(BRANO)

━━━━━━━━━━━━━━━━━━━━

Questo tipo di intervento richiede sensibilità e competenze specifiche. Si parte dall’osservazione dei comportamenti ricorrenti, delle dinamiche di potere, dei silenzi e delle emozioni emergenti. Attraverso strumenti quali la sociometria, le interviste in profondità e l’analisi delle narrative condivise, è possibile mappare le tensioni latenti e i punti di forza inespressi. La comprensione del “gruppo come tutto” diventa il punto di accesso per intervenire sulle leve relazionali e culturali.

Le trasformazioni più efficaci sono quelle che avvengono “da dentro”, partendo dalla consapevolezza condivisa dei membri del team. Questo tipo di lavoro permette di disinnescare automatismi disfunzionali, di sciogliere nodi emotivi, di ridefinire identità collettive. I team imparano così a leggere i segnali deboli, a costruire nuovi significati, a generare processi di apprendimento continuo.

Il passaggio da una cultura della performance individuale a una cultura della collaborazione sistemica è la vera sfida evolutiva per le organizzazioni contemporanee. Solo riconoscendo e lavorando sulle dinamiche invisibili si può costruire un terreno fertile per l’innovazione e la resilienza.

Riscoprire l’umano nei team

L’autore lo dice chiaramente: “teams are not machines, they are living, breathing organisms with feelings, needs, and inner lives”. Questo ci impone un cambio di paradigma: non possiamo più trattare le dinamiche di gruppo come processi meccanici da ottimizzare, ma come realtà complesse da comprendere e accompagnare.

━━━━━━━━━━━━━━━━━━━━

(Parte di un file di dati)
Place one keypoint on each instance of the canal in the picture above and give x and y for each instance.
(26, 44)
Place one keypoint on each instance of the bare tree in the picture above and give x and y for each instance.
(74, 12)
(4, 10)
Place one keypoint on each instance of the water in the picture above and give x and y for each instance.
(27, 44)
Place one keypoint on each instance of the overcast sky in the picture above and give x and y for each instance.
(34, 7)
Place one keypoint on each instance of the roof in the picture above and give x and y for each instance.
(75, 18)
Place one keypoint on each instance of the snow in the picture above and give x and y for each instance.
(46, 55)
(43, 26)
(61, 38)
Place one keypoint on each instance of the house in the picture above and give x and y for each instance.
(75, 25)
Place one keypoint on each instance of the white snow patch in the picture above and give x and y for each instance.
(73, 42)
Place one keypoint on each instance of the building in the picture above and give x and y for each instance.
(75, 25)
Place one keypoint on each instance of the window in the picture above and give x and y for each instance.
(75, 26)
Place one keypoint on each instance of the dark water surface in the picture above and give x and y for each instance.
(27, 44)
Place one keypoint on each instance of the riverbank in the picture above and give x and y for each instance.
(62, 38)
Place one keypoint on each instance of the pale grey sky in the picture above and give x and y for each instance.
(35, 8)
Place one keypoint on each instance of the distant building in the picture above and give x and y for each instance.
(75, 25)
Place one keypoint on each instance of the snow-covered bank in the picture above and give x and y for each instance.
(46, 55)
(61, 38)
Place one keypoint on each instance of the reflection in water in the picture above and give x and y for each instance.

━━━━━━━━━━━━━━━━━━━━

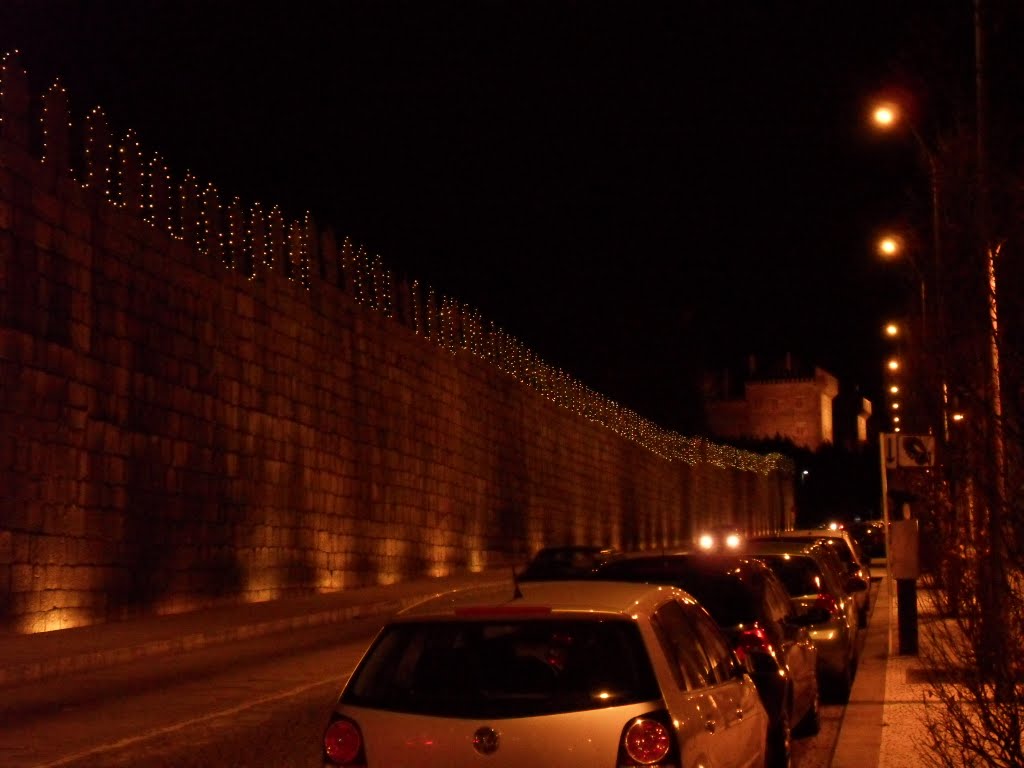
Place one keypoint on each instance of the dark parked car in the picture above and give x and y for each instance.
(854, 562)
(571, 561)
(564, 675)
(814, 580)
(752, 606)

━━━━━━━━━━━━━━━━━━━━

(L'ESERCIZIO) Puoi proseguire il brano sulle dinamiche umane nei team, riprendendo subito dopo la sua ultima frase? Questi record provengono da un'altra fonte.

(RISPOSTA)
Il libro ci invita a riflettere su una verità spesso trascurata nel mondo aziendale: “le organizzazioni sono sistemi umani, fatti di emozioni, desideri, paure, relazioni.” Ignorare questa dimensione significa rinunciare a comprendere ciò che davvero muove (o blocca) la performance. Al contrario, accoglierla, lavorarla, renderla visibile, è il primo passo per creare team realmente efficaci, sostenibili, felici.

In definitiva, il messaggio che emerge con forza è che il successo organizzativo non si costruisce sulla sola efficienza, ma sulla qualità delle relazioni. È nelle interazioni quotidiane, nei non detti, nei piccoli gesti di apertura e ascolto che si gioca la differenza tra un gruppo e un vero team. E forse, nel trovare la giusta distanza tra i nostri aculei, possiamo scoprire il calore autentico della collaborazione.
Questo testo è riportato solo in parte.